--- Task input ---

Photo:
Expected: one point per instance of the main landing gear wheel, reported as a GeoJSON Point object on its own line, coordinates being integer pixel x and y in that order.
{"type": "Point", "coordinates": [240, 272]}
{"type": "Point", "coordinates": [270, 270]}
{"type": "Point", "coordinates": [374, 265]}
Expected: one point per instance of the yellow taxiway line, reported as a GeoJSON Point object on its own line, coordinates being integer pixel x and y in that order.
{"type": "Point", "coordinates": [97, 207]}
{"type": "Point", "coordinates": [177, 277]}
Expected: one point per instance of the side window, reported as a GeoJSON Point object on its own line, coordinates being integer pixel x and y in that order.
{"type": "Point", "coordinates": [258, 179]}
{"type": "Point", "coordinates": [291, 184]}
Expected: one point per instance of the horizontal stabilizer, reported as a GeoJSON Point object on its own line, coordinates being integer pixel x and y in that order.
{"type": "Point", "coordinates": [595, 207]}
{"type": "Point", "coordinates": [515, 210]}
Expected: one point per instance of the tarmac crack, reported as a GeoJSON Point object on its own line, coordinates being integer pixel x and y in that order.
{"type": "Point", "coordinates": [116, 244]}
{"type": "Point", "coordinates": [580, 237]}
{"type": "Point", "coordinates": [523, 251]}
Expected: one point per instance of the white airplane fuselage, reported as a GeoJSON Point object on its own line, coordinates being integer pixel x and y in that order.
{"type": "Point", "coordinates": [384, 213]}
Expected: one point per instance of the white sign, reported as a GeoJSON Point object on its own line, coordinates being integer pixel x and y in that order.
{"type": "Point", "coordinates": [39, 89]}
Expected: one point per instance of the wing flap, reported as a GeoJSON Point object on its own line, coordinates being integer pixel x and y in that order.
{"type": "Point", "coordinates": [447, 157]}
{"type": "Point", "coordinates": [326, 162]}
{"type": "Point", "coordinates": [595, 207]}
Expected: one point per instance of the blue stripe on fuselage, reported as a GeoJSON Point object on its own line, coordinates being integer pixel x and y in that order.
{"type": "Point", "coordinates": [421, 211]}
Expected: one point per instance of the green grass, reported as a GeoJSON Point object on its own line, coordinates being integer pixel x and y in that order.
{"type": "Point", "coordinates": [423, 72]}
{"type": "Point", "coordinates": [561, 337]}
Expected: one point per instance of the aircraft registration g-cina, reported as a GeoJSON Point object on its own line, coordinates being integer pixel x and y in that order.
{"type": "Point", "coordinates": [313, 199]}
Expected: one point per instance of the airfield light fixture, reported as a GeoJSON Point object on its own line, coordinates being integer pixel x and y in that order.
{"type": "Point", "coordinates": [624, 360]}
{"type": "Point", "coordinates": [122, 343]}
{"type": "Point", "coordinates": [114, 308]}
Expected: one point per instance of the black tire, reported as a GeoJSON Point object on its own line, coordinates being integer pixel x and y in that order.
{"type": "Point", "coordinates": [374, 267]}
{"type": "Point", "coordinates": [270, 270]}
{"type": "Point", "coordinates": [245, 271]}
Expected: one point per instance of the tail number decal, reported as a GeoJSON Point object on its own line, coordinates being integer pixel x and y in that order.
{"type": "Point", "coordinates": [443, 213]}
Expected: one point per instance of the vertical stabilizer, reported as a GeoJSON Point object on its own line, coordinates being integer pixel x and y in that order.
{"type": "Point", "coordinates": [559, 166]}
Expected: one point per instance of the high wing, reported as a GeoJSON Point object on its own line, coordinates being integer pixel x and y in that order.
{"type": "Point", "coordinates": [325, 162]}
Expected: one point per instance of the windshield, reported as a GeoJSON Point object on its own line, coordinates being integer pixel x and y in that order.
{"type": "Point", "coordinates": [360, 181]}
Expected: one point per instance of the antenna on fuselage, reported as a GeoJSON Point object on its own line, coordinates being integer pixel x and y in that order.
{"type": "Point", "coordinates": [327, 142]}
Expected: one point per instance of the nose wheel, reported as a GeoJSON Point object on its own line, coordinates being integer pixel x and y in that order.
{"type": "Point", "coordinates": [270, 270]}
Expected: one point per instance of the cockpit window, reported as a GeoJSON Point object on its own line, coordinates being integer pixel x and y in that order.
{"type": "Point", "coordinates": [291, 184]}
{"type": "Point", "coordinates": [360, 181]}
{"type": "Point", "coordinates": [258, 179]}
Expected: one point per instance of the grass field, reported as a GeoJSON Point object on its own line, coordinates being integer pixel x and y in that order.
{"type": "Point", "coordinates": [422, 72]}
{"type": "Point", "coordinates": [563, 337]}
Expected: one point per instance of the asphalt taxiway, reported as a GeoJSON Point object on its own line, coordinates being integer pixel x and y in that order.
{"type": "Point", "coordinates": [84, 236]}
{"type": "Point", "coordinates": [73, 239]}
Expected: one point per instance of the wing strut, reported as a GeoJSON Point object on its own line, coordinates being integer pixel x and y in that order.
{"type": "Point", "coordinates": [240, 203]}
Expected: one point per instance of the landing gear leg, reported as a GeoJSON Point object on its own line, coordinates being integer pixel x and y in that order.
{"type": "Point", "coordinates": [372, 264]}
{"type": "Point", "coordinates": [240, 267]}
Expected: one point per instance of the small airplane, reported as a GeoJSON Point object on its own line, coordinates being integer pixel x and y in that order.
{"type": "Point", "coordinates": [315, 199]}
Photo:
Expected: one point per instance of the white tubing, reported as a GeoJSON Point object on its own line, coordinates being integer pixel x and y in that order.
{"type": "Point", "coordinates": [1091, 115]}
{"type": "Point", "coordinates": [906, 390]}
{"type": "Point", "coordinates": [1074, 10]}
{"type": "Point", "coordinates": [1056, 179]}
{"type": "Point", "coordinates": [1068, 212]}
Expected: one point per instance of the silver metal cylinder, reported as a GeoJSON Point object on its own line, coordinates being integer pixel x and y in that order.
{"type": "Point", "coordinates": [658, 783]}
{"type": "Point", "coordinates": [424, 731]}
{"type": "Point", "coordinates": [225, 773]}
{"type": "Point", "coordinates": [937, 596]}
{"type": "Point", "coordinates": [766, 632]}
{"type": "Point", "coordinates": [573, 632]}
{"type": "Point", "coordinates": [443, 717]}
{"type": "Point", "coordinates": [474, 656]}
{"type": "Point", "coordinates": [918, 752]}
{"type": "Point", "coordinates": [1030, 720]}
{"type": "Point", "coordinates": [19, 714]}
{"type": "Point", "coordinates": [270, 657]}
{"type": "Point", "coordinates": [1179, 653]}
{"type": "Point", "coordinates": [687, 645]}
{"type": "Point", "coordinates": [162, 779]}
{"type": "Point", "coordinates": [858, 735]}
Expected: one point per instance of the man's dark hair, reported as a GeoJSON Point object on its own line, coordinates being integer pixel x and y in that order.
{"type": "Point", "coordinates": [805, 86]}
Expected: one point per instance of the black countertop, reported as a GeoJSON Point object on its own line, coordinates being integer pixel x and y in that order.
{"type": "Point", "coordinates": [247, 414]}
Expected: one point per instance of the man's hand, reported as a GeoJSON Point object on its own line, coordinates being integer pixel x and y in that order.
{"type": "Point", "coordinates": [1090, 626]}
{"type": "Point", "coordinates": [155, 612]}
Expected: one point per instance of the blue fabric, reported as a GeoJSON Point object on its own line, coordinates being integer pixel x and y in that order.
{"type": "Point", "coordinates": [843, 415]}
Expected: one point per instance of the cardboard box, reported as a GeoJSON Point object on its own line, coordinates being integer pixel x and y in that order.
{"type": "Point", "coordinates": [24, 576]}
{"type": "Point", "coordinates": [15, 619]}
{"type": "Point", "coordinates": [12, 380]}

---

# The problem
Set down the listing in full, keeping every word exactly as it is.

# Result of the exercise
Photo:
Expected: one point per instance of the main landing gear wheel, reported as a GeoJSON Point object on its own line, coordinates being integer pixel x and y in that order.
{"type": "Point", "coordinates": [240, 272]}
{"type": "Point", "coordinates": [270, 270]}
{"type": "Point", "coordinates": [374, 265]}
Expected: one point per instance of the yellow taxiway line, reported as a GeoJSON Point object on its own line, coordinates being integer pixel x and y in that order.
{"type": "Point", "coordinates": [97, 207]}
{"type": "Point", "coordinates": [177, 277]}
Expected: one point per instance of the side window, reported as a GeoJSON Point object on its own line, coordinates being integer pixel x and y in that order.
{"type": "Point", "coordinates": [258, 179]}
{"type": "Point", "coordinates": [291, 184]}
Expected: one point per instance of the horizontal stabilizer, reported as a GeoJSON Point object on its own line, coordinates being integer pixel x and y in that order.
{"type": "Point", "coordinates": [595, 207]}
{"type": "Point", "coordinates": [515, 210]}
Expected: one point per instance of the tarmac crack, reported as a GeoJSON Point object on its own line, coordinates being integer pixel x and y in that order.
{"type": "Point", "coordinates": [116, 244]}
{"type": "Point", "coordinates": [580, 237]}
{"type": "Point", "coordinates": [523, 251]}
Expected: one point per instance of the white airplane fuselage, reported as a GeoJSON Point object on its own line, coordinates being integer pixel x and y in that order.
{"type": "Point", "coordinates": [384, 213]}
Expected: one point per instance of the white sign, reported as a GeoJSON Point object on its own line, coordinates being integer pixel x and y in that order.
{"type": "Point", "coordinates": [39, 89]}
Expected: one point per instance of the wing flap, reported as a GeoJSON Point object on its own line, coordinates being integer pixel x and y in that order.
{"type": "Point", "coordinates": [447, 157]}
{"type": "Point", "coordinates": [326, 162]}
{"type": "Point", "coordinates": [595, 207]}
Expected: one point per instance of the blue stripe on fuselage, reported as a GeoJSON Point object on its own line, coordinates being integer pixel x and y in that order.
{"type": "Point", "coordinates": [421, 211]}
Expected: one point per instance of the green grass, reported as a GeoJSON Point object on its own line, coordinates being integer pixel x and y in that order.
{"type": "Point", "coordinates": [423, 72]}
{"type": "Point", "coordinates": [561, 337]}
Expected: one point per instance of the aircraft registration g-cina, reported as a GeoJSON Point object on its own line, coordinates being integer pixel x and y in that order.
{"type": "Point", "coordinates": [313, 199]}
Expected: one point per instance of the airfield light fixture, reported as a GeoJSON Point object on its own line, coordinates being integer pixel x and y in that order.
{"type": "Point", "coordinates": [624, 360]}
{"type": "Point", "coordinates": [122, 343]}
{"type": "Point", "coordinates": [114, 308]}
Expected: one point per instance of the black tire, reported as a GeoJSON Point object on its own line, coordinates being integer pixel x and y in that order.
{"type": "Point", "coordinates": [374, 267]}
{"type": "Point", "coordinates": [270, 270]}
{"type": "Point", "coordinates": [245, 271]}
Expected: one point per instance of the tail number decal, reported as a GeoJSON Point object on its own line, coordinates being integer pixel x and y in that order.
{"type": "Point", "coordinates": [443, 213]}
Expected: one point per instance of the vertical stabilizer, reported as a GeoJSON Point object on its own line, coordinates being integer pixel x and y in that order.
{"type": "Point", "coordinates": [559, 166]}
Expected: one point per instance of the high wing, reported as a GeoJSON Point object on its own line, coordinates being integer pixel x and y in that order.
{"type": "Point", "coordinates": [325, 162]}
Expected: one point per instance of the windshield, reported as a GeoJSON Point object on its own line, coordinates being integer pixel x and y in that order.
{"type": "Point", "coordinates": [360, 181]}
Expected: one point per instance of the antenna on fuselage, reported as a GeoJSON Point object on its own line, coordinates being integer pixel x and y in that order.
{"type": "Point", "coordinates": [327, 142]}
Expected: one point per instance of the nose wheel, reported as a GeoJSON Point object on its own line, coordinates being integer pixel x and y in that order.
{"type": "Point", "coordinates": [270, 270]}
Expected: one point per instance of the cockpit window, reported as a GeoJSON Point object on its own line, coordinates being integer pixel x and y in that order.
{"type": "Point", "coordinates": [291, 184]}
{"type": "Point", "coordinates": [360, 181]}
{"type": "Point", "coordinates": [258, 179]}
Expected: one point per instance of the grass field, reported as a GeoJSON Point object on its own line, coordinates being integer pixel x and y in that order.
{"type": "Point", "coordinates": [422, 72]}
{"type": "Point", "coordinates": [563, 337]}
Expected: one point per instance of the asphalt taxiway, reported as a GeoJSON Point object on its own line, coordinates being integer pixel x and y in that order.
{"type": "Point", "coordinates": [84, 236]}
{"type": "Point", "coordinates": [73, 239]}
Expected: one point per instance of the wing strut, reported as a GeoJSON Point object on its own line, coordinates being integer pixel x and y in that order.
{"type": "Point", "coordinates": [240, 203]}
Expected: one point per instance of the landing gear leg, reported as a GeoJSON Point object on its own line, coordinates being integer pixel x and y in that order.
{"type": "Point", "coordinates": [372, 264]}
{"type": "Point", "coordinates": [240, 267]}
Expected: one point per instance of the small airplane, reported as a GeoJSON Point object on its own line, coordinates being integer pixel x and y in that order.
{"type": "Point", "coordinates": [315, 199]}
Photo:
Expected: one point per instance of the white tubing, reported as a GeoJSON Point object on its own line, coordinates being integer pixel x and y in that order.
{"type": "Point", "coordinates": [1091, 115]}
{"type": "Point", "coordinates": [906, 390]}
{"type": "Point", "coordinates": [1074, 10]}
{"type": "Point", "coordinates": [1056, 179]}
{"type": "Point", "coordinates": [1068, 212]}
Expected: one point per instance of the silver metal cylinder, reported as a GeoJSON Point object on its own line, coordinates being integer pixel x and y in that order.
{"type": "Point", "coordinates": [658, 783]}
{"type": "Point", "coordinates": [424, 731]}
{"type": "Point", "coordinates": [225, 773]}
{"type": "Point", "coordinates": [937, 596]}
{"type": "Point", "coordinates": [766, 632]}
{"type": "Point", "coordinates": [573, 632]}
{"type": "Point", "coordinates": [443, 717]}
{"type": "Point", "coordinates": [474, 656]}
{"type": "Point", "coordinates": [918, 752]}
{"type": "Point", "coordinates": [1030, 720]}
{"type": "Point", "coordinates": [19, 714]}
{"type": "Point", "coordinates": [270, 657]}
{"type": "Point", "coordinates": [1179, 653]}
{"type": "Point", "coordinates": [687, 645]}
{"type": "Point", "coordinates": [162, 779]}
{"type": "Point", "coordinates": [858, 735]}
Expected: one point per instance of the man's dark hair, reported as a GeoJSON Point object on its own line, coordinates being integer pixel x and y in that order.
{"type": "Point", "coordinates": [805, 86]}
Expected: one point per instance of the black countertop, reported as a GeoJSON Point object on its own line, coordinates being integer pixel x and y in that order.
{"type": "Point", "coordinates": [247, 414]}
Expected: one point per instance of the man's hand, reported as a GeoJSON Point object on its own line, coordinates being integer pixel x and y in that order.
{"type": "Point", "coordinates": [1090, 626]}
{"type": "Point", "coordinates": [155, 612]}
Expected: one point per instance of the blue fabric, reported as a GeoJSON Point object on its own line, coordinates being integer pixel x and y in that order.
{"type": "Point", "coordinates": [843, 415]}
Expected: one point per instance of the cardboard box, reported as a GeoJSON Point object on its own line, coordinates being integer pixel x and y in that order.
{"type": "Point", "coordinates": [24, 576]}
{"type": "Point", "coordinates": [15, 619]}
{"type": "Point", "coordinates": [12, 380]}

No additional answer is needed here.